Sejauh ini, pesantren mendapatkan kepercayaan besar dari masyarakat sebagai lembaga pendidikan yang mampu mengimplementasikan pendidikan karakter terhadap anak didiknya (santri). Namun demikian, eksistensi pesantren sebenarnya tidak hanya terfokus pada objek internal (santri) sebagai sasaran utamanya, lebih dari itu, pesantren juga harus memperhatikan lingkungan eksternal (masyarakat) pada umumnya. Pesantren dituntut untuk tidak tinggal diam dengan mereka yang tidak mengenal atau tidak hidup di lingkungan pesantren. Sebab selain sebagai lembaga pendidikan, pesantren juga memiliki peran sebagai agen perubahan sosial.

Maraknya penceramah agama yang memberikan kajian keagamaan di sosial media yang hanya berbekal satu dua hadits saja, bertaburnya konten-konten yang dibalut dengan nama Islam akan tetapi berisi radikalisme, judgemen kafir bid’ah sesat yang tidak dilandasi teori-teori hukum Islam, menggugah pesantren untuk mengembalikan minat belajar masyarakat di pesantren. Menyaksikan video ceramah via youtube, instagram yang hanya berdurasi satu dua menit memang dirasa lebih simpel dan mudah dipahami ketimbang belajar dasar-dasar ilmu agama seperti nahwu, shorof, ushul fikih, balaghoh, Bahasa Arab yang memakan waktu bertahun-tahun. Banyak masyarakat yang ingin belajar ilmu agama, akan tetapi orientasinya adalah memilih sesuatu yang praktis dan sudah matang (produk hukum), ketimbang mengetahui proses bagaimana hukum tersebut diberlakukan. Realitas masyarakat belakangan ini memang lebih memilih mengaji lewat media sosial yang serba mudah dan cepat.
++++++++
PERMINTAAN A: Salin persis baris-baris catatan data, mulai dari awal catatan data sampai dengan baris yang memuat "[324,356,483,604]". Gambarnya tidak usah ikut disalin.
Teks di atas dan catatan data tidak ada hubungannya satu sama lain.

Catatan data:
++++++++
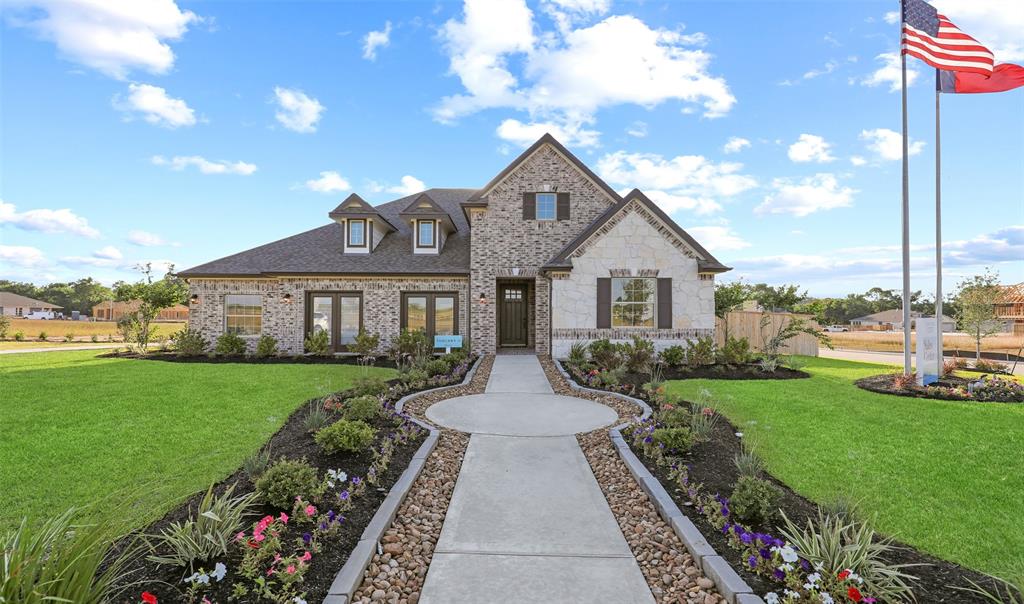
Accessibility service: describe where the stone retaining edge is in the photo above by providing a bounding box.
[324,355,483,604]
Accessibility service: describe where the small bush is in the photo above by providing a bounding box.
[305,330,333,356]
[658,344,686,368]
[148,485,256,568]
[651,428,693,455]
[256,459,321,510]
[171,328,207,356]
[313,420,376,454]
[256,335,278,358]
[341,394,381,422]
[729,476,782,525]
[213,332,246,356]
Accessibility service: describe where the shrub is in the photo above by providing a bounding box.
[313,420,376,454]
[147,484,256,568]
[622,336,655,374]
[256,458,321,510]
[718,336,752,364]
[658,344,686,368]
[686,336,715,366]
[302,400,331,432]
[423,358,451,378]
[651,428,693,454]
[256,335,278,358]
[305,330,332,356]
[341,394,381,422]
[171,328,207,356]
[729,476,782,525]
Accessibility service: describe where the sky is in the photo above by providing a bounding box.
[0,0,1024,296]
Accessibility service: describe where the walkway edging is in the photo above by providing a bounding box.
[324,355,483,604]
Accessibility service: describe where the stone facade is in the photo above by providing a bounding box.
[470,144,615,353]
[188,276,469,354]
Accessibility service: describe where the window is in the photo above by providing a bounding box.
[416,220,434,248]
[611,278,657,328]
[537,192,558,220]
[224,294,263,336]
[348,219,367,248]
[401,292,459,341]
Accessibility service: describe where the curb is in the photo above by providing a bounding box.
[324,356,483,604]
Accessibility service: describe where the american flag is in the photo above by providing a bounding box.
[902,0,994,77]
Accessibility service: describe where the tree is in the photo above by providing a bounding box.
[114,263,188,354]
[955,268,1001,359]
++++++++
PERMINTAAN B: Ringkas paragraf dalam teks tentang pesantren yang dimulai dengan "Sejauh ini, pesantren mendapatkan" menjadi daftar poin, dengan tetap memuat fakta-fakta utamanya.

JAWABAN TUGAS A:
Accessibility service: describe where the stone retaining edge is in the photo above by providing a bounding box.
[324,355,483,604]
Accessibility service: describe where the small bush is in the photo above by providing a bounding box.
[305,330,333,356]
[658,344,686,368]
[148,485,256,568]
[651,428,693,455]
[256,459,321,510]
[171,328,207,356]
[313,420,376,454]
[256,335,278,358]
[341,394,381,422]
[729,476,782,525]
[213,332,246,356]
Accessibility service: describe where the shrub is in the photo above by providing a bounding box.
[313,420,376,454]
[147,484,256,568]
[622,336,655,374]
[256,458,321,510]
[718,336,752,364]
[658,344,686,368]
[686,336,715,366]
[302,400,331,432]
[423,358,451,378]
[651,428,693,454]
[256,335,278,358]
[305,330,332,356]
[341,394,381,422]
[171,328,207,356]
[729,476,782,525]
Accessibility service: describe where the sky is in the photo above by providing a bounding box.
[0,0,1024,296]
Accessibility service: describe where the walkway edging is in the photo above by providing a bounding box.
[324,355,483,604]
Accessibility service: describe where the stone facade is in the photo above by providing a bounding box.
[470,144,615,353]
[188,276,469,354]
Accessibility service: describe where the window is in the photo above by providing a bounding box.
[416,220,434,248]
[611,278,657,328]
[537,192,558,220]
[224,294,263,336]
[348,219,367,248]
[401,292,459,341]
Accessibility service: describe where the curb is in the photo above by providing a bounding box.
[324,356,483,604]

JAWABAN TUGAS B:
- Masyarakat sangat percaya pada pesantren sebagai lembaga pendidikan yang mampu menerapkan pendidikan karakter bagi santri.
- Pesantren tidak hanya berfokus pada santri, tetapi juga harus memperhatikan masyarakat pada umumnya.
- Pesantren dituntut tidak tinggal diam terhadap orang yang tidak mengenal atau tidak hidup di lingkungan pesantren.
- Selain sebagai lembaga pendidikan, pesantren juga berperan sebagai agen perubahan sosial.